**Extract:**
________

Tom Archdeacon: A tribute to Dayton’s own pool shark, ‘The Maestro’

Deeno Gounaris had memorable wins against some of nation’s top pool players.

It was the early 1970s — the era of the Vietnam War — and Minnesota Fats was in town to promote a Prisoner of War/ Missing in Action (POW/MIA) fundraising event at Memorial Hall.

At the time Fats was a well-known, fast-talking, bigger-than-life figure in the sports world.

He was known for his tall tales, engaging banter and his unabashed self-promotion. In 1970, he had his own TV show — Celebrity Billiards with Minnesota Fats — was featured in the movie “The Player,” and was a colorful guest of TV talkers like Johnny Carson and David Frost.

He claimed the Minnesota Fats character in the 1961 film “The Hustler” was a depiction of him, although, in truth, he changed his name from New York Fats to Minnesota Fats after the movie came out.

Regardless, even Muhammad Ali said he had to take a back seat to Fats when it came to bombast.

And the way Todd Recher, the co-owner of Airway Billiards remembered it, Fats was in fine form when he came to Dayton that time and made a side trip to the Pic-Wic Billiards Club on North Dixie Drive to put on an exhibition.

“He did his trick shots and went into his spiel about how nobody had ever beaten him,” Recher said. “That’s when the crowd started chanting, ‘Deeno!…Deeno!…Deeno!’”

It was a call to the cue for Deeno Gounaris, the local jewelry store salesman who, at age 42, had stunned some of nation’s top pool players to win the Ohio State Open Nine Ball Championship at Pic-Wic in 1970.

“After he won that tournament he was quite a local celebrity,” said Recher, who, as a wide-eyed 16-year-old, had watched Gounaris win the crown and was there that day Fats got to boasting, as well.

“With the crowd cheering, Deeno went and got his cue and they played,” Recher said. “They played nine ball — a race to three (the first player to win three games) — and Deeno beat him handily!”

Several years later, in an interview with the Dayton Daily News’ Ron Jackson, Gounaris reflected on that Fats shaming:

“Minnesota Fats is the Muhammad Ali of our sport. He really puts on a show…Of course nine ball isn’t his specialty. One pocket and bank pool are.”

While Gounaris was kind in his remembrance, Fats feigned ignorance and indifference.

A year or so after they met, Fats was back in Dayton to do some promotion for a pair of new Elder-Beerman stores that were opening. He was interviewed by the Journal Herald’ Bucky Albers.

“I own six limousines,” he boasted. “I got ‘em spread around, one in St. Louis, one in Chicago. I got one I ain’t even driven. There’s a cat sleeping under it, and I don’t want to wake her.”

Fat’s then boasted: “I ain’t never lost a match. Know that I’ll go anywhere on earth and play anybody, but nobody wants to play me.”

And that’s when Albers asked about the three games Deeno Gounaris had won against him.

“Deeno Gounaris!” Fats bellowed to Albers. “Who’s he? If I don’t know him, he can’t beat Shirley Temple!”

Fats was told Gounaris and several top players were playing in a tournament at Forest Park Plaza. He was asked if he was interested.

________

**Material shown:**
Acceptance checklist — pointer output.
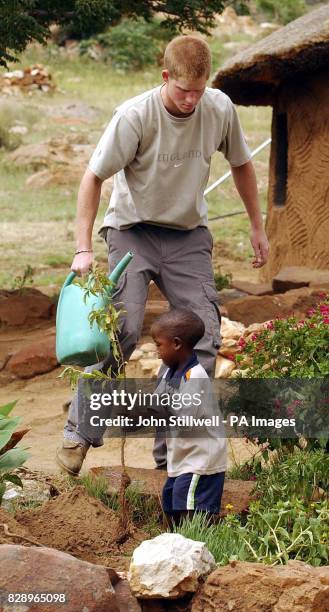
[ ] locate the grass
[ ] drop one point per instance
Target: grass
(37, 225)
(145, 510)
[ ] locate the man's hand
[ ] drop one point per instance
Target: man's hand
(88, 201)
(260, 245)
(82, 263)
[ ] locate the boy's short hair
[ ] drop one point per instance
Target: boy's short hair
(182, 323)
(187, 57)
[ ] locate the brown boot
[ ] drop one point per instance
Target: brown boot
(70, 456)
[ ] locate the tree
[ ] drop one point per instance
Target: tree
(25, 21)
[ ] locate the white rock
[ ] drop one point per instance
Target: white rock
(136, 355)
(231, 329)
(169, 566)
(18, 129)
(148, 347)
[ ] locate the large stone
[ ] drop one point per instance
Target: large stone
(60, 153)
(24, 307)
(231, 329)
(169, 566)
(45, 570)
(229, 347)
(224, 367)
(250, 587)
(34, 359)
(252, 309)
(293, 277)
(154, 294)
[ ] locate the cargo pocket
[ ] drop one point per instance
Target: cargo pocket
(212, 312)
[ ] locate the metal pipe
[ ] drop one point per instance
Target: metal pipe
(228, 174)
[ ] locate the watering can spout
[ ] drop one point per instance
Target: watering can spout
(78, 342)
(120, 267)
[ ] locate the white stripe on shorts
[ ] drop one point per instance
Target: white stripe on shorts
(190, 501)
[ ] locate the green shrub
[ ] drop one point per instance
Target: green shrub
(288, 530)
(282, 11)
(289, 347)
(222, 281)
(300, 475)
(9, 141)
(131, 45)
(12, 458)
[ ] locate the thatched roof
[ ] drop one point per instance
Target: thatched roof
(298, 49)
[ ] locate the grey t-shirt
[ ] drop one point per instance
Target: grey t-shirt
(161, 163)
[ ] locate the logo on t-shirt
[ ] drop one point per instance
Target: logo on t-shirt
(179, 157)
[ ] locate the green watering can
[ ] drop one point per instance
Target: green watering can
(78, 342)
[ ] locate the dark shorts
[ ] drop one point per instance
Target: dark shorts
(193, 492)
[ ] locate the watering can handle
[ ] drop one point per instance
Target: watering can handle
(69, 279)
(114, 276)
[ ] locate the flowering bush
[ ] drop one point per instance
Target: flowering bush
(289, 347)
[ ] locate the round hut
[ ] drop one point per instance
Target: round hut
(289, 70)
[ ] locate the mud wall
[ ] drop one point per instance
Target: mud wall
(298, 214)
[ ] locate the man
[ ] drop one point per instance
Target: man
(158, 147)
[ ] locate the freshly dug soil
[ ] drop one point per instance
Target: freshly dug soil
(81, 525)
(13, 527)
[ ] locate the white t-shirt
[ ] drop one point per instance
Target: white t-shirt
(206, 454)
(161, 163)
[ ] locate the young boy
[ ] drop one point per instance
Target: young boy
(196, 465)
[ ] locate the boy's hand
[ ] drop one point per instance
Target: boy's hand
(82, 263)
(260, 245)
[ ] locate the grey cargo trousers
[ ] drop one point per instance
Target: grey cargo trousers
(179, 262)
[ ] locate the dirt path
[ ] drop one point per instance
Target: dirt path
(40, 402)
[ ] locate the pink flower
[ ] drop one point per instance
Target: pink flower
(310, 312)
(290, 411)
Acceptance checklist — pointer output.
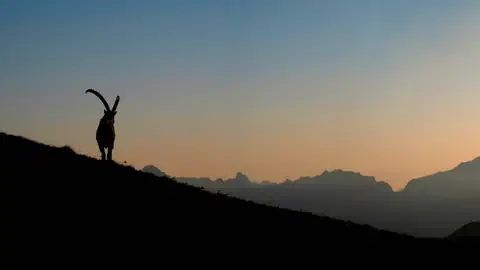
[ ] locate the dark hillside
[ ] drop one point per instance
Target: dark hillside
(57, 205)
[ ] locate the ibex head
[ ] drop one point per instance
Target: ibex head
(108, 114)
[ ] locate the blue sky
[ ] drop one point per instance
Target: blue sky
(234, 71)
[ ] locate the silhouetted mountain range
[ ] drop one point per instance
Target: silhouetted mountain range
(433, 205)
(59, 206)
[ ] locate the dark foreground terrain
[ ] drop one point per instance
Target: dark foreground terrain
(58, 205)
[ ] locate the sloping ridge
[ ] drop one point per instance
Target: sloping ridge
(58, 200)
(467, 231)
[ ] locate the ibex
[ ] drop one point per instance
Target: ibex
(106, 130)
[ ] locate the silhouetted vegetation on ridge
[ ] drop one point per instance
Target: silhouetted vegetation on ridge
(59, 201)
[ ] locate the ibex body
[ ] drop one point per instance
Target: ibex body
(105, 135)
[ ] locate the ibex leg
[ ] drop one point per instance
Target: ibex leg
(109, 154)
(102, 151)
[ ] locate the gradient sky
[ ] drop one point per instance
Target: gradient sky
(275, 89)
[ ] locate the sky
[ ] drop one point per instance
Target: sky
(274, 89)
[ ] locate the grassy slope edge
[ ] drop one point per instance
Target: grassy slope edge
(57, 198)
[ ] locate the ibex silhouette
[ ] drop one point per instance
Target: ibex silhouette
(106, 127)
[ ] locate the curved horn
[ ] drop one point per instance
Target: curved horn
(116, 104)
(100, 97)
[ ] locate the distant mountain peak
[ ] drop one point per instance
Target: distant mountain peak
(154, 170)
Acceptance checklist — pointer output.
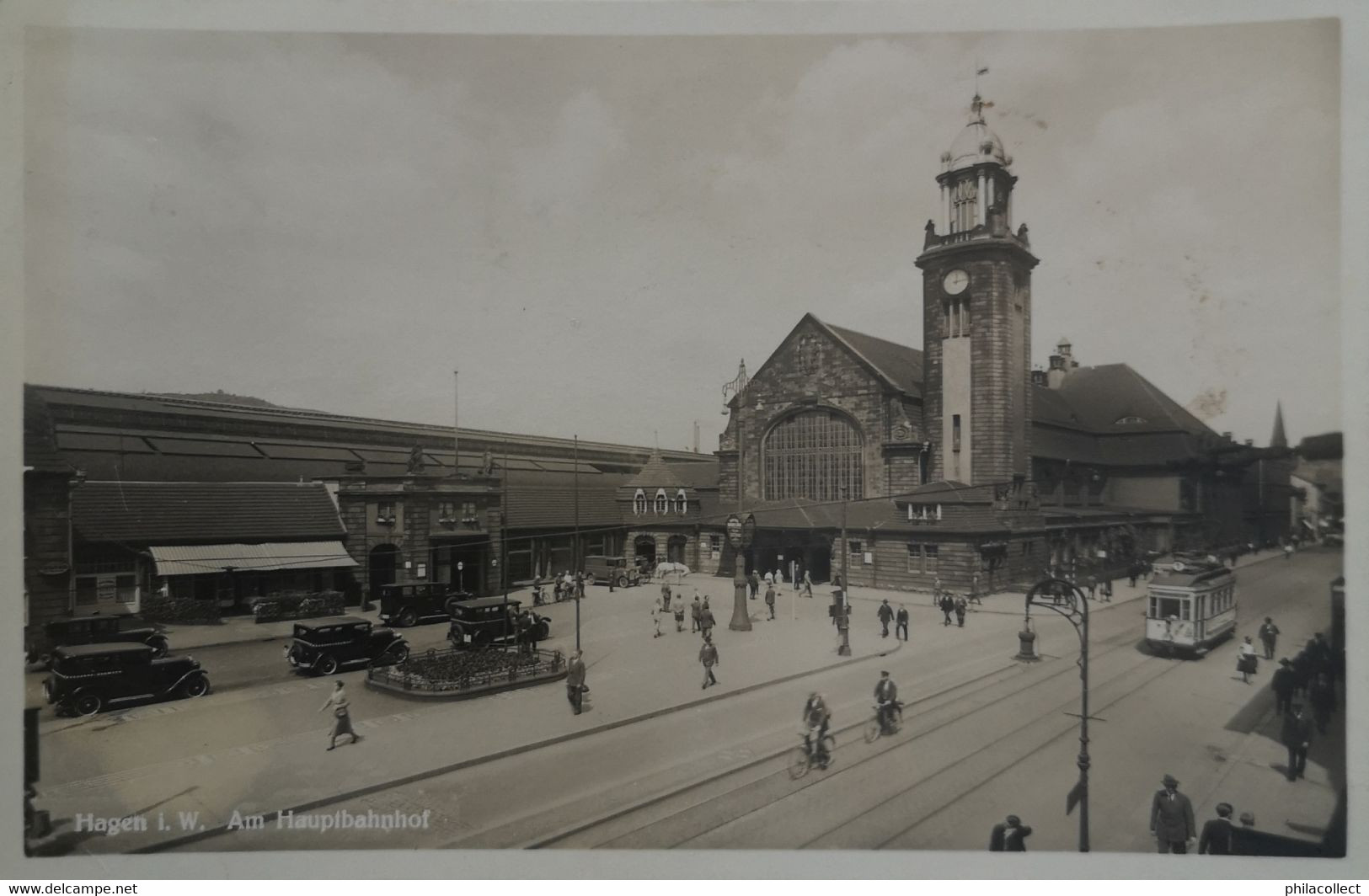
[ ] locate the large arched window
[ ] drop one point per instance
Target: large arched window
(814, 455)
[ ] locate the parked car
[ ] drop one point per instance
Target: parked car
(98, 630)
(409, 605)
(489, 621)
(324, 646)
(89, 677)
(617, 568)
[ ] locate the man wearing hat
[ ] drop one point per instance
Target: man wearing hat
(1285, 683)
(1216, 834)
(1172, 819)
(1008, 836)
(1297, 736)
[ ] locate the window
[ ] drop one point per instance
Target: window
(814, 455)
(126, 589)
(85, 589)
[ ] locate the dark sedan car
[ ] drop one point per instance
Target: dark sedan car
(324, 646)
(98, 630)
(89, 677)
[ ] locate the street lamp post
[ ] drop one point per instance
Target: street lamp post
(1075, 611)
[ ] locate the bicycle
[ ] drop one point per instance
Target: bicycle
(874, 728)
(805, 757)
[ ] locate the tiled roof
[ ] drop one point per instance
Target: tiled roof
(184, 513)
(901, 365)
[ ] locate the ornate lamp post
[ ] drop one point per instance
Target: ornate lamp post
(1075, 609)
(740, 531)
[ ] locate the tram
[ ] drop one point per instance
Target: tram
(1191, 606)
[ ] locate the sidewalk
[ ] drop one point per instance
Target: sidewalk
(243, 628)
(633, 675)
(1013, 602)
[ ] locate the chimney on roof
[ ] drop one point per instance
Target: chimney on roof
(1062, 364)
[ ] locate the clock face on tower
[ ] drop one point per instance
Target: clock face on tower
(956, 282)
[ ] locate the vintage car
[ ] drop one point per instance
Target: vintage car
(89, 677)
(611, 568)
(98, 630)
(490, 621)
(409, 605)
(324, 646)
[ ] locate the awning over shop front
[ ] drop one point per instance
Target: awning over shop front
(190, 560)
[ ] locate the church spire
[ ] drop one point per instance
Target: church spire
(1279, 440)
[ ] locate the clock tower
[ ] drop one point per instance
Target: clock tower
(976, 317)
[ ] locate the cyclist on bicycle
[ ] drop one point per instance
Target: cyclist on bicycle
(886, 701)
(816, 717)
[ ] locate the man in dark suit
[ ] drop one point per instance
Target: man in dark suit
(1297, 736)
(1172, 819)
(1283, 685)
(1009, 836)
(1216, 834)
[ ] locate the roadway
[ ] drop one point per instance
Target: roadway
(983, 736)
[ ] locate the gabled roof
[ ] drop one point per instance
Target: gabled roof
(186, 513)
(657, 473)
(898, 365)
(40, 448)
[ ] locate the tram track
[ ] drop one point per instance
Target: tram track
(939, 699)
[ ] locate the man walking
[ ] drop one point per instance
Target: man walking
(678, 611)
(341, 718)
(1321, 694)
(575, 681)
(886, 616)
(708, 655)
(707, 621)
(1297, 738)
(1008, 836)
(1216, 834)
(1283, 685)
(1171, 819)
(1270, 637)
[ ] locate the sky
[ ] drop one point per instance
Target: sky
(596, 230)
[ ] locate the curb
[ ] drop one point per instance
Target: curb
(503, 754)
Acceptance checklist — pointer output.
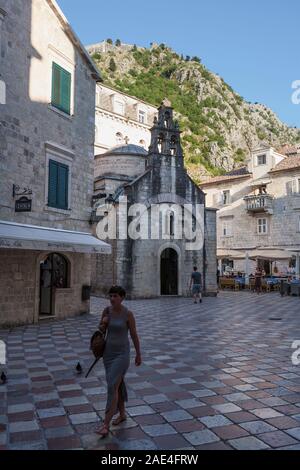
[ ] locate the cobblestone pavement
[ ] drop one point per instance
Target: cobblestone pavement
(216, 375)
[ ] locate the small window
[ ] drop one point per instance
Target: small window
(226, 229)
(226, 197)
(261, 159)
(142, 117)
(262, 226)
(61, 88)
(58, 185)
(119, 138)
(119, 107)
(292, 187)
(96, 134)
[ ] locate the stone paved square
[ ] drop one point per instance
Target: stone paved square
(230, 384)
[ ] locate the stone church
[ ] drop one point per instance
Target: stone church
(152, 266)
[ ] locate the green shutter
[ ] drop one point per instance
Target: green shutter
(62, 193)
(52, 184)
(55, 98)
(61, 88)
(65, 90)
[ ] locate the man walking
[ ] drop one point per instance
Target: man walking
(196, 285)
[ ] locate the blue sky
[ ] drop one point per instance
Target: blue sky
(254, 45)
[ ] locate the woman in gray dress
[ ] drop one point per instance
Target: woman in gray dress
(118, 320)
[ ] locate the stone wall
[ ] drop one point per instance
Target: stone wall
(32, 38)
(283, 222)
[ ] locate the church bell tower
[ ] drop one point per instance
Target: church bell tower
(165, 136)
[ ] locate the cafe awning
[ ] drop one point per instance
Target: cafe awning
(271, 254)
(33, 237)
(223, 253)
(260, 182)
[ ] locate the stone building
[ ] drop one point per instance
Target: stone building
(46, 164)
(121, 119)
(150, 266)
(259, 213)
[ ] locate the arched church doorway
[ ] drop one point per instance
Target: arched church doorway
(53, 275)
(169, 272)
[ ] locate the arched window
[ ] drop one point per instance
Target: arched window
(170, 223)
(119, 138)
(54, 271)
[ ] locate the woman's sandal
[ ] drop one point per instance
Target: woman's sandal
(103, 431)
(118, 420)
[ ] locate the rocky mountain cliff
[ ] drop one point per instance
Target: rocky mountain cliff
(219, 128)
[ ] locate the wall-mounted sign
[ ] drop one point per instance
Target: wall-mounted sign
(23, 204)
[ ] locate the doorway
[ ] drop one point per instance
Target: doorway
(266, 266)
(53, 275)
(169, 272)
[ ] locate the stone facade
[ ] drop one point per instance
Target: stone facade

________

**Directive:** Check these statements against the column on Deeno Gounaris. For each, answer yes or no and quote the words from the column that settle it. 1. Gounaris was 42 when he won the Ohio State Open Nine Ball Championship. 2. Gounaris and Fats played a race to five at Pic-Wic. 3. Fats went by Minnesota Fats first and later became New York Fats.

**Finished exercise:**
1. Yes: "at age 42, had stunned some of nation’s top pool players to win the Ohio State Open Nine Ball Championship at Pic-Wic in 1970"
2. No: "a race to three (the first player to win three games)"
3. No: "he changed his name from New York Fats to Minnesota Fats after the movie came out"